• **Source passage**:
━━━━

Seanbaby.com
If there's a single trait most people who read Slashdot share -- maybe the only one besides an addiction to software -- it's a love of popular culture.
Culture has become a huge term, expanding by the week. It has come to include superhero comics, trashy daytime TV, sci-fi TV shows and websites, indie rock, rap and hip-hop, gaming, anime, cartoons, whatever. High culture -- the traditional, respectable, well-funded kind -- gets covered and criticized in the other media. But upstart culture, especially low cyberculture, can be wondrous stuff, an explosition of idiosyncratic voices that gives birth to this website and to Seanbaby.com. Interesting, valuable, fragile and endangered, Seanbaby.com is in its unique way, very significant.
In fact, for those working to maintain their sanity in the Disney/Sony/ AOL/Microsoft nation forming off and around the Web, The Seanbaby News Stupid Probe is a great place to start the day.
You won't get the world as presented by the Today Show there. Instead, you'll encounter what the site itself describes as news that will "kick your head's ass," focusing on frivolous lawsuits, exploding animals, chainsaws and chickenheads. You won't want to miss the Stupid Forum either. This is a look into the soul of the real America, at least a significant chunk of it.
Seanbaby is direct, if nothing else -- most media is not. It describes itself as intended for people over 18 -- only because, as we all know, kids will shoot one another if they hear or see dirty words. Seriously Seanbaby.com is what the late, lamented Suck really wanted to be but couldn't quite pull off. From the 20 worst NES games to Superhero Bios featuring stories, comics and videos about Aquaman, Lex Luthor and all their stupid friends, this site bristles with 'tude, shared cultural references, biting, anti-hypocritical humor. It rakes the moral pompousity that passes for discussion of digital and other culture in Washington, on campus and in much of the other press. It also manages to capture a lot of the lunacy.
The site's links and forms veer off in some strange directions, but Seanbaby.com is a great antidote to news, culture and the corporate entertainment machine as presented in the Corporate Republic.
Seanbaby is one of the reasons the Web's still-vibrant climate of individualistic expression needs to be preserved as Microsoft and AOL/Time-Warner gather their forces like two giant and rapacious dinosaurs to plot out the future of the desktop. (Believe me, if either or both win, Seanbaby.com won't be there.) Seanbaby.com is the voice of the other Web, the "real" web, if you prefer. It understands that comics, The Simpsons, and Nintendo aren't just "entertainment" -- they're the basis of whole sub-cultures affecting and shaping people's lives. It suggests the promise of the medium to create original and outspoken content and link people with distinctive sensibilities, two things the AOL culture relentlessly destroys, no matter what it owns, buys or acquires (AOL/Time-Warner is now trashing up the snoozy CNN news network by adding -- what else? -- lifestyle, celebrity gossip, and health stories -- and by hiring the usual platoons of blow-dried airheads. That won't get younger viewers either. The money they're wasting could launch tens of thousands of Seanbabies).
"You should know that some pussies have been known to find sarcasm and bad words confusing and offensive," writes Seanbaby, whose bio also appears on the site. "If so, I, your sexual fantasy from the future, advise you to find a new source of free comedy, caveman. For those who stayed at the risk of face rockage, you should know that soon, like all Earth entertainment, this site will be replaced by Doctor Excitement's Fun Blaster, a peace-bringing combination midget generator and launcher."

━━━━

Data lines:
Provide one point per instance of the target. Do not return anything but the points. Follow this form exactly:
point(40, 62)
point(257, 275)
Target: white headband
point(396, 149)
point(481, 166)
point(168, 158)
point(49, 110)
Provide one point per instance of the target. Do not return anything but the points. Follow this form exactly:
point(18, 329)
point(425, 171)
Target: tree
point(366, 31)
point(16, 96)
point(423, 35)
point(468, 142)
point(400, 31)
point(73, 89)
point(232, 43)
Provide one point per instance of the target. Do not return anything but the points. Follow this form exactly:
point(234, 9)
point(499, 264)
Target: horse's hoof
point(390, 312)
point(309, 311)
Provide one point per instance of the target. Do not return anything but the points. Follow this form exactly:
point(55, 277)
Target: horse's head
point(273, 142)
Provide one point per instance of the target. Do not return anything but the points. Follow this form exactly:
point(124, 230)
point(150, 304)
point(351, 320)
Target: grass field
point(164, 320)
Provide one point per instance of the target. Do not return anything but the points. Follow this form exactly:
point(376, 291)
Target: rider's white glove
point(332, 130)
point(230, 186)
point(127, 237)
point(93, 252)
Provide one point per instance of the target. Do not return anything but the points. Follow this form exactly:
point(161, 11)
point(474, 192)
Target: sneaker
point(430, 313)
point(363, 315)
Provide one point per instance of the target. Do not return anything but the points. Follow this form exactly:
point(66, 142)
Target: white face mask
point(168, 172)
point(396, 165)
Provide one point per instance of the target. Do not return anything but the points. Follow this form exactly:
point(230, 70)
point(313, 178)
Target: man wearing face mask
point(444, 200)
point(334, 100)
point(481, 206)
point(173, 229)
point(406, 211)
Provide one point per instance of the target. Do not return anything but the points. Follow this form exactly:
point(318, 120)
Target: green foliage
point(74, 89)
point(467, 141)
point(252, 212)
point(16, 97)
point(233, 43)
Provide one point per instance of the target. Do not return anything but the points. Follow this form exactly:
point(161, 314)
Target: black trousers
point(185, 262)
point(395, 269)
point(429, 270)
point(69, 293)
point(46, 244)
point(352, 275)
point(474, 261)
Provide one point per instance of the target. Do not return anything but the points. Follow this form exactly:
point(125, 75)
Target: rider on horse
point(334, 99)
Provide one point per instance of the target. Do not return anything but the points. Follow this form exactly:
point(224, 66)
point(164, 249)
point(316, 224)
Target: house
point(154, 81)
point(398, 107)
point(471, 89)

━━━━

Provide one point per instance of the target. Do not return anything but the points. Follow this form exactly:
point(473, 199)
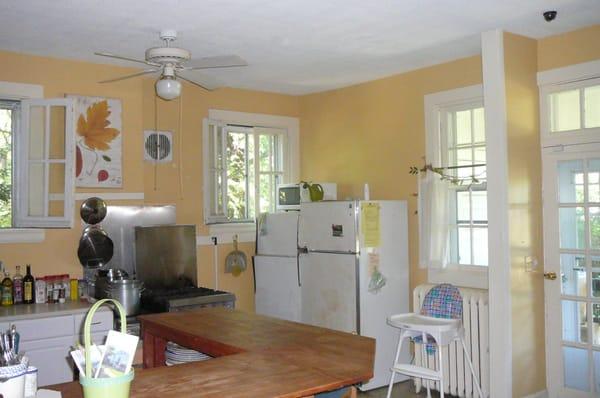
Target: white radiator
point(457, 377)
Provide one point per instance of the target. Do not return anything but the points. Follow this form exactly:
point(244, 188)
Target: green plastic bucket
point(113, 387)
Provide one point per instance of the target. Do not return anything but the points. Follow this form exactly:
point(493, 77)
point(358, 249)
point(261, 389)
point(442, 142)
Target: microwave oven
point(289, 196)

━━━━

• **Tasks and exercises**:
[1] From the piece about Seanbaby.com, write out the passage starting at "Culture has become" and ending at "way, very significant.".
[2] According to the piece about Seanbaby.com, what is AOL/Time-Warner adding to the CNN news network?
These records were taken from a different source than the text above them.

• **Solutions**:
[1]
Culture has become a huge term, expanding by the week. It has come to include superhero comics, trashy daytime TV, sci-fi TV shows and websites, indie rock, rap and hip-hop, gaming, anime, cartoons, whatever. High culture -- the traditional, respectable, well-funded kind -- gets covered and criticized in the other media. But upstart culture, especially low cyberculture, can be wondrous stuff, an explosition of idiosyncratic voices that gives birth to this website and to Seanbaby.com. Interesting, valuable, fragile and endangered, Seanbaby.com is in its unique way, very significant.

[2] Lifestyle, celebrity gossip, and health stories.